### Short exercise:
Using the text on adoptees' names, answer these:
(a) What nationality were the given names that Robin Stephens's family kept for their boys?
(b) Which city does Michelle Hughes call its own very multiethnic world?
(c) At Chinese school or with other Chinese people, what name does the writer often use when introducing themselves?

### Provided text:
◆ ◆ ◆ ◆ ◆ ◆ ◆
What’s in a Name?

Something many adoptive parents struggle with is whether or not to keep their child’s name.  Like most other issues surrounding adoption, this answer is complicated and varies from situation to situation. Many transnational adoptees, myself included, have an American first name and a non-Western middle name. This solution seems to satisfy the desire to keep cultural ties and still “fit in” with other white American peers. I have said before that I am grateful for my simple, American name. On paper, I could be anyone – not necessarily a person of color.  In a world where xenophobia does exist, I think at times having a typically American name has benefited me.

“As worried as I was about jobs/resume presentation, I was also worried about him getting man-handled by the TSA. Names impact people and presumptions in all sorts of ways, not just jobs. But I do think region of the country makes a difference. For example, NYC is its own very multiethnic world. With lots of multiethnic names. And it makes a difference if it’s a corporate job or going for the arts.” ~ Michelle Hughes 

At times, though, I have also wanted to go by my Chinese name. At Chinese school or with other Chinese people, I will often introduce myself by that name. I am proud to be a Chinese person, as well as an American, and I feel that I should be proud to carry that name too.

“We never considered doing anything other than keeping our kids’ given Thai names. Their birth families named them and that is a source of pride for my boys, now 4 and 6. If they decide they’d like more Western sounding names in the future, they may use the middle names we gave them, but I hope they don’t. Their names are beautiful and part of their identity.” ~ Robin Stephens

When my name is called from a sheet of paper, and I raise my hand or stand up, it is obvious that sometimes the person on the other end is startled. Probably expecting a brunette of mixed European ancestry, I sometimes feel compelled to explain that I am adopted. This, however, gets tiresome, and sometimes I wonder how much of my story is just mine.  If I used my Chinese name, I could be a Chinese American living in the U.S., not necessarily an Asian American adoptee.

“We felt strongly about keeping our son’s Ethiopian name. It is difficult for people to pronounce, but we don’t really use a nickname. We love his name and the meaning. It means a lot to us that we can tell him who named him and the story behind it, and I know as he gets older it will mean a lot to him as well. It did not feel right to us to change his name.” ~ Luaren Palizzolo Jordan

But then I think of the original reason I like having a general name that allows me to be any American on paper.  And as long as my parents are a different race from me, I would still be explaining my adoption to people anyways. Perhaps if my parents had made my Chinese name my first name, I wouldn’t appreciate it as much as I do now.
◆ ◆ ◆ ◆ ◆ ◆ ◆
### Recorded information:
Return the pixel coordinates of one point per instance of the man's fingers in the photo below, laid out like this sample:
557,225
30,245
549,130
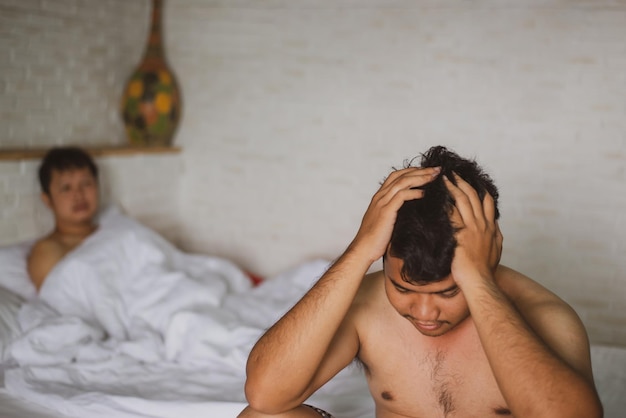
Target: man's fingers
406,179
462,204
472,196
489,208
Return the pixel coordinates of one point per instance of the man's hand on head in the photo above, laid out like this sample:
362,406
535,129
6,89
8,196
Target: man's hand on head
376,227
479,240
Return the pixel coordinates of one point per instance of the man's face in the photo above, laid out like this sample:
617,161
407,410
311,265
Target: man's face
73,195
433,309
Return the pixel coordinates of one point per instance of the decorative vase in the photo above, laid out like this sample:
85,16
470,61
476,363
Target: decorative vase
151,104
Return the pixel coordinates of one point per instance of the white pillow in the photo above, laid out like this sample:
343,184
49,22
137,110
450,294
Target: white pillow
9,327
13,270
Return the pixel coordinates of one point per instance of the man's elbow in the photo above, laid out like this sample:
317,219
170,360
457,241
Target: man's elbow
262,398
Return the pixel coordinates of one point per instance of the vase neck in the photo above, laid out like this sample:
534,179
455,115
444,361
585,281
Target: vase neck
154,48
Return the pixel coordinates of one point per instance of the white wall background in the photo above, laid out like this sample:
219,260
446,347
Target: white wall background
296,110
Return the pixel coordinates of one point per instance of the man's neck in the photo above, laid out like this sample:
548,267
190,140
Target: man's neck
72,233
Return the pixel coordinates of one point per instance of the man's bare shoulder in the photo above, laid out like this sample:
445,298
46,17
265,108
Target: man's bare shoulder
43,256
556,322
524,291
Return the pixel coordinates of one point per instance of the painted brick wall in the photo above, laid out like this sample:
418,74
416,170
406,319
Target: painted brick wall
295,111
63,68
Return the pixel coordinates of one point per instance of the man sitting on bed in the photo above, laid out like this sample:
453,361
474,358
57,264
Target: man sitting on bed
69,183
443,330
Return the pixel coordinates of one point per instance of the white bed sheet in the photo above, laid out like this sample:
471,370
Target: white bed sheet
126,325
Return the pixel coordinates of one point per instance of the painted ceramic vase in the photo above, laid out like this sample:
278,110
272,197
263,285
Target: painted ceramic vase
151,104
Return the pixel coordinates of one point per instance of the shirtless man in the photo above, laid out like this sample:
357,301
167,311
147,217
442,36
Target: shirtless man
69,183
443,330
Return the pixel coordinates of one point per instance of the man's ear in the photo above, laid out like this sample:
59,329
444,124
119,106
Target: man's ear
46,199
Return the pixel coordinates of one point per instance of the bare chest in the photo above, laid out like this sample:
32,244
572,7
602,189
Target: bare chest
424,377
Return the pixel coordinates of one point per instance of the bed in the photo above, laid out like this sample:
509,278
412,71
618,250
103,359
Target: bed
126,325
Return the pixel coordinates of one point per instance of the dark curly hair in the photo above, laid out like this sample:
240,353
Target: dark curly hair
423,236
62,159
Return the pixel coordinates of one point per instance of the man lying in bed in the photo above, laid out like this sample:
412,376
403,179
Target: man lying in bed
69,184
443,330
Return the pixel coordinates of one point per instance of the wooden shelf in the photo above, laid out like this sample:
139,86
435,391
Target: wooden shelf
18,154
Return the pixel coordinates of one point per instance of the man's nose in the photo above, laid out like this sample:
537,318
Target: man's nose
424,308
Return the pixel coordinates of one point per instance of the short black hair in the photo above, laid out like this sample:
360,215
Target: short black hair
62,159
423,235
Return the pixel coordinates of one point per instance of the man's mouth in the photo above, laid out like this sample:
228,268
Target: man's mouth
428,326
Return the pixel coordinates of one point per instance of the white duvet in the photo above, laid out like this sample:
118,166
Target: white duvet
127,325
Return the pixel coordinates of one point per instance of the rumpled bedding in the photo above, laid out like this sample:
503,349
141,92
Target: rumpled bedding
126,325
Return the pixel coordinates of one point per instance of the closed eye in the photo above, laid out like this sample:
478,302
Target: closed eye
400,288
450,293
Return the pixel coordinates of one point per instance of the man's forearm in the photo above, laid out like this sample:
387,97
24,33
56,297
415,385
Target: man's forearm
286,359
534,381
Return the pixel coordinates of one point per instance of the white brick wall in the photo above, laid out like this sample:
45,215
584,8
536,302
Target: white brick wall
63,68
294,111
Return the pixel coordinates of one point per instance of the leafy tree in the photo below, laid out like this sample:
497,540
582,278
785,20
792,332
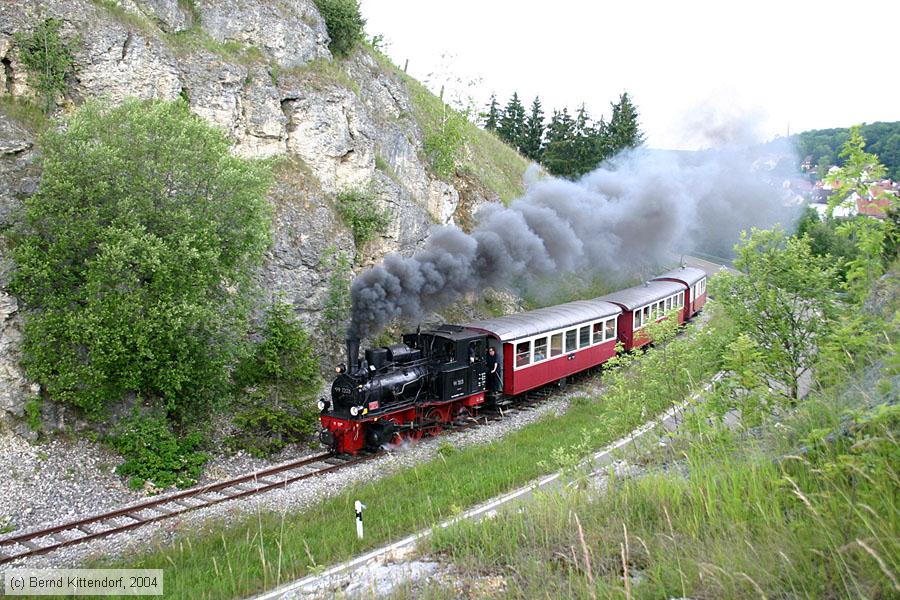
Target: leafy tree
47,57
279,378
783,301
624,130
135,257
533,132
868,234
512,123
359,210
585,144
492,117
344,23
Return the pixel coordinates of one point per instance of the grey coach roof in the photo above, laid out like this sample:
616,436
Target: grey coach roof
689,275
533,322
644,294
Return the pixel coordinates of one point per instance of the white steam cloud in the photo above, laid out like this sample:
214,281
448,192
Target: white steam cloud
634,212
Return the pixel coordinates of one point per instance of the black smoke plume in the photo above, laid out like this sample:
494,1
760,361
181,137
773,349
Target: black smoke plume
635,211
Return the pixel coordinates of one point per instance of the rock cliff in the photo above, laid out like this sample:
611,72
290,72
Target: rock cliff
261,71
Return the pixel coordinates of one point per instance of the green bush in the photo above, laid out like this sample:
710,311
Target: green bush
33,413
47,58
444,145
154,453
279,379
344,23
359,211
135,258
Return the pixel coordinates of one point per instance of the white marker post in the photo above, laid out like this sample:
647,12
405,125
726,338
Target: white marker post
359,508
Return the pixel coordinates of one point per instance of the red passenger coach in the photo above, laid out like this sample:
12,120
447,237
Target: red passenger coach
695,280
644,304
546,345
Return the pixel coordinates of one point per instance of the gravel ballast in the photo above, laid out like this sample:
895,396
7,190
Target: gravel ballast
56,493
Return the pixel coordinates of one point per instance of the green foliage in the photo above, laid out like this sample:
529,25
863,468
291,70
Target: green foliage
135,257
431,490
784,301
344,23
279,380
359,211
532,144
47,58
824,146
491,118
33,413
153,452
445,144
336,310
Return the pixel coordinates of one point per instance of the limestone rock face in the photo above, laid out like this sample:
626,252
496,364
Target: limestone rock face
261,71
290,32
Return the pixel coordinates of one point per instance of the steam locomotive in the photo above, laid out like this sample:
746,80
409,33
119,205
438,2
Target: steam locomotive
438,377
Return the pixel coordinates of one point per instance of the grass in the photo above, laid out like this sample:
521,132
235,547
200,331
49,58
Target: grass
495,165
746,522
805,505
260,552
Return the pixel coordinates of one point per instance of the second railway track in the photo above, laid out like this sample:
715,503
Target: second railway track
46,539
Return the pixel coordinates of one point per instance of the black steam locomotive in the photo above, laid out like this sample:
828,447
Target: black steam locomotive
404,391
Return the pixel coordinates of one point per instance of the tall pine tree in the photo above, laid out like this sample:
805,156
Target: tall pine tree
623,131
492,117
512,123
558,149
533,136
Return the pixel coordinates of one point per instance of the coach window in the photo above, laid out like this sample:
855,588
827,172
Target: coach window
556,344
572,340
523,353
540,349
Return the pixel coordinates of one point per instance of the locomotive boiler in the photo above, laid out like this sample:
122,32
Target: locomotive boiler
404,390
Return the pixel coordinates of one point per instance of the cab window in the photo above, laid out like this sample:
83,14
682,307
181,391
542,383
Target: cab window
556,344
611,329
584,336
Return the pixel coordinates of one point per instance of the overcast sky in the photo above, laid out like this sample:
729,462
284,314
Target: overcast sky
699,72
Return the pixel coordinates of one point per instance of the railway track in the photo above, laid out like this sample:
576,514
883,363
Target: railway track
47,539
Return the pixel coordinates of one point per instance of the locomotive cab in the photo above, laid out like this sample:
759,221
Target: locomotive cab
403,390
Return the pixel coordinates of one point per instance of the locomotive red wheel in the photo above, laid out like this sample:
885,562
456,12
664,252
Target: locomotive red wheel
433,423
461,413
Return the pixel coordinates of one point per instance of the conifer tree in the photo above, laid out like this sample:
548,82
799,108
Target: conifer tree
557,155
492,117
512,122
624,131
532,145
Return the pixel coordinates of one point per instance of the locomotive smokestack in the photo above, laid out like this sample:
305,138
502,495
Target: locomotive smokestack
352,354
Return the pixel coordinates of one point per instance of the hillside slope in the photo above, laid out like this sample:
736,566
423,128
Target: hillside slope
262,72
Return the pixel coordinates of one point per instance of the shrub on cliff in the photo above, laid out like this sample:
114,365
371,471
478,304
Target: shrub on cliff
135,257
344,23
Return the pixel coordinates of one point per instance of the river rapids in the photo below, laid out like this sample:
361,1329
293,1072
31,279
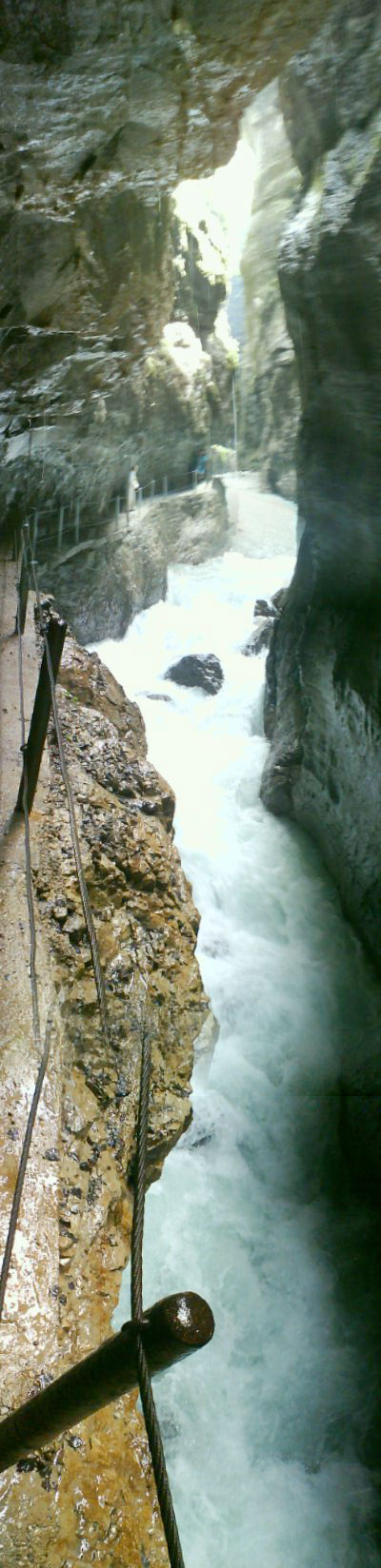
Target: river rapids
270,1434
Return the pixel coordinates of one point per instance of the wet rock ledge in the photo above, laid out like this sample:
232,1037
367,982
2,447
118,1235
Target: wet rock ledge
90,1498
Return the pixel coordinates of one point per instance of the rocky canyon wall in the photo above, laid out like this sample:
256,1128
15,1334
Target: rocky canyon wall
104,108
270,396
325,663
89,1497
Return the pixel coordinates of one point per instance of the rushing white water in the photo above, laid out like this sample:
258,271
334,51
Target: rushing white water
267,1432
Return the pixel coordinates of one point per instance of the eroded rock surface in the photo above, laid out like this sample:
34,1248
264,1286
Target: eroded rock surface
325,660
198,670
90,1497
99,587
270,396
104,110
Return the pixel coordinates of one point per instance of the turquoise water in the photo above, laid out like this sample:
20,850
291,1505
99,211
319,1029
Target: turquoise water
271,1432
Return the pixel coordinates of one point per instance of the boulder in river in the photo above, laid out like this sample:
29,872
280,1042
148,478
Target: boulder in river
264,607
259,638
201,670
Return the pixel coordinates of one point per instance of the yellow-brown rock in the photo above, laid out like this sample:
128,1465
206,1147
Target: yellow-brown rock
90,1498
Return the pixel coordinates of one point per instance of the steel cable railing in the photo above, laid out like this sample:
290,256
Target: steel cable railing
154,1435
35,1007
152,1427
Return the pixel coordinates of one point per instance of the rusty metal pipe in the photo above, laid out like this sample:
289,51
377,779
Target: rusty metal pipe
170,1330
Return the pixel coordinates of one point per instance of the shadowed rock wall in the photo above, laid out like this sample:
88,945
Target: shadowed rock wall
104,108
325,665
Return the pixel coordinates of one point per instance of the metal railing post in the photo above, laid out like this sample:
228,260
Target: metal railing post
24,587
41,713
170,1330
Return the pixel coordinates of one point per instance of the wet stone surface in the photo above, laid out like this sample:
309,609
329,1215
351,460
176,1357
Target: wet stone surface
89,1498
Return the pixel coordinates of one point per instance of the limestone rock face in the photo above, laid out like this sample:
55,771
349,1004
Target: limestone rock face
90,1495
198,670
270,396
325,658
101,585
104,110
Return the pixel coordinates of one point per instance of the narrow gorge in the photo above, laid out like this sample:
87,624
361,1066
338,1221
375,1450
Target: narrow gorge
230,834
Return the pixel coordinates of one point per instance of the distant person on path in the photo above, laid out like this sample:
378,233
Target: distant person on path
133,486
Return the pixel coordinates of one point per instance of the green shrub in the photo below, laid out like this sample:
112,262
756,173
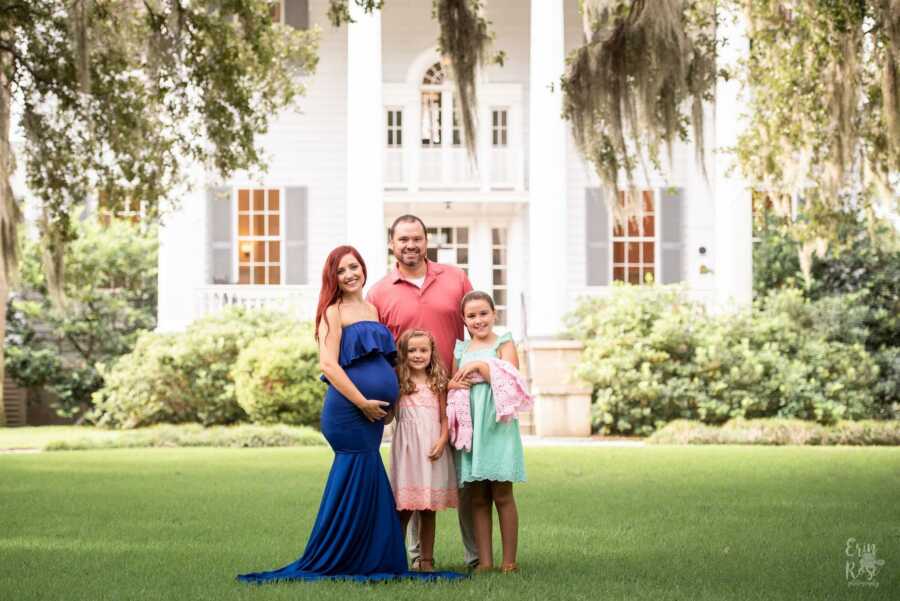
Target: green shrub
774,431
277,380
194,435
110,290
654,356
184,377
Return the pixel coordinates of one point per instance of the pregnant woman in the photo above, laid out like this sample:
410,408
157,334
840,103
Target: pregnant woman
357,534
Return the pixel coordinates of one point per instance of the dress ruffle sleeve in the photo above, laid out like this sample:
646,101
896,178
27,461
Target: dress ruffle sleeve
362,339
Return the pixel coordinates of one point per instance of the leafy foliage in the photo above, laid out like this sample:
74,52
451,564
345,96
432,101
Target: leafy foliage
115,95
193,435
625,87
277,379
865,262
824,114
187,376
654,356
111,292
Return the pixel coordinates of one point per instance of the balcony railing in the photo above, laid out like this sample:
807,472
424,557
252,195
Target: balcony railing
297,301
450,167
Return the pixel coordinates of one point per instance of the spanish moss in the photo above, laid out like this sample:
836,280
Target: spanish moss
624,89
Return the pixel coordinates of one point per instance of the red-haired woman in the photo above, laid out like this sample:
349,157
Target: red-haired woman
357,531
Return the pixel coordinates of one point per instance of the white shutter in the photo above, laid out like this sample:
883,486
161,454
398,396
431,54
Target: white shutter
670,222
597,236
296,236
219,213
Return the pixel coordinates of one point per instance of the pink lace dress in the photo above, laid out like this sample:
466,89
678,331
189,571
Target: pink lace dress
418,482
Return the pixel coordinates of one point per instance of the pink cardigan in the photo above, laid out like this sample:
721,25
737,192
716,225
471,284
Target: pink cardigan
510,397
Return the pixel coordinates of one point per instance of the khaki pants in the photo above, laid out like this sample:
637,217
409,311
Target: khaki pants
466,530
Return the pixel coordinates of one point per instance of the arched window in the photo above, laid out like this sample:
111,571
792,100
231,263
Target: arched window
434,76
432,104
437,91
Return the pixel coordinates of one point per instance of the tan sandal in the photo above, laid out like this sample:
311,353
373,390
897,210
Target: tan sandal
426,565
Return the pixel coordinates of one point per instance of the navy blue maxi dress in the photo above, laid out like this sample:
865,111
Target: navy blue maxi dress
357,533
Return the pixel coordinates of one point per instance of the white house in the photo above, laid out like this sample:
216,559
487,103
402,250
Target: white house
376,137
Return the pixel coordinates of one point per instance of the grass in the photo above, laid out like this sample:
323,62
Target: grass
780,431
657,523
73,438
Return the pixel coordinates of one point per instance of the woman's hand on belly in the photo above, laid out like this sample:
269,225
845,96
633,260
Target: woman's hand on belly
373,409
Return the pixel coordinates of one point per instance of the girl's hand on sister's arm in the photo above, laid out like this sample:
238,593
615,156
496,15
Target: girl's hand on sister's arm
463,374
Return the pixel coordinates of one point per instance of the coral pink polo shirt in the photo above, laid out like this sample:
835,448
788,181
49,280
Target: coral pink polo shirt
434,307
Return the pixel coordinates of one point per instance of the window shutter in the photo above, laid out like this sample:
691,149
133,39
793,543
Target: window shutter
296,13
295,235
219,211
597,236
671,237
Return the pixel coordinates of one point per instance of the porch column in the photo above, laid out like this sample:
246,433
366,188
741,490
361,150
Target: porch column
547,256
733,250
365,141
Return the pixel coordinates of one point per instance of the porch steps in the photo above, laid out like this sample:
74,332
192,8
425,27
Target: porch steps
15,407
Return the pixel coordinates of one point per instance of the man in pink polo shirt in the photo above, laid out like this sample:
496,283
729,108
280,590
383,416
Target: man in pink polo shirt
421,294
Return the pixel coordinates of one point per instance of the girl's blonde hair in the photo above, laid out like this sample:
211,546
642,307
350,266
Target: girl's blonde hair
436,372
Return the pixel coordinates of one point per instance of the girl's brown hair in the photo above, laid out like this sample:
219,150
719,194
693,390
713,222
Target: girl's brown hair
437,374
476,295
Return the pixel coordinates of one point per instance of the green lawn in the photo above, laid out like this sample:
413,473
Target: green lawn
655,523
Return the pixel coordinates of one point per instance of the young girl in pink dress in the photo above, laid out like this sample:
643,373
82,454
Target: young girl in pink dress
422,472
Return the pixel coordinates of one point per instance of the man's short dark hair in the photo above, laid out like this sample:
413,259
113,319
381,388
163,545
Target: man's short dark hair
406,219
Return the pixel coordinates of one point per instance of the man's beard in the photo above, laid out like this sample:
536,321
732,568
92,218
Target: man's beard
411,261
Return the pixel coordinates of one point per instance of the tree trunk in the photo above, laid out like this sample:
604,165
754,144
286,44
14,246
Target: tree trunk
8,216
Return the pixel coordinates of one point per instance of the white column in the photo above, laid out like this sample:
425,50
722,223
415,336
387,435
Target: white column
365,141
733,250
547,172
183,233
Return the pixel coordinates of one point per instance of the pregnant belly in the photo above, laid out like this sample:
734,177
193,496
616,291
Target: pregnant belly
375,378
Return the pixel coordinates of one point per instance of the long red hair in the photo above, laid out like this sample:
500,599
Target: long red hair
331,290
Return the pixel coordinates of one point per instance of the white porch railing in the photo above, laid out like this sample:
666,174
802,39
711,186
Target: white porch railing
450,167
297,301
446,168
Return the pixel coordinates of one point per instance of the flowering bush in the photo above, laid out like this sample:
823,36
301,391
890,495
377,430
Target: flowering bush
185,376
277,380
654,356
◆ ◆ ◆ ◆ ◆ ◆ ◆
### Response to the exercise:
(a) Thai
(b) NYC
(c) The writer's Chinese name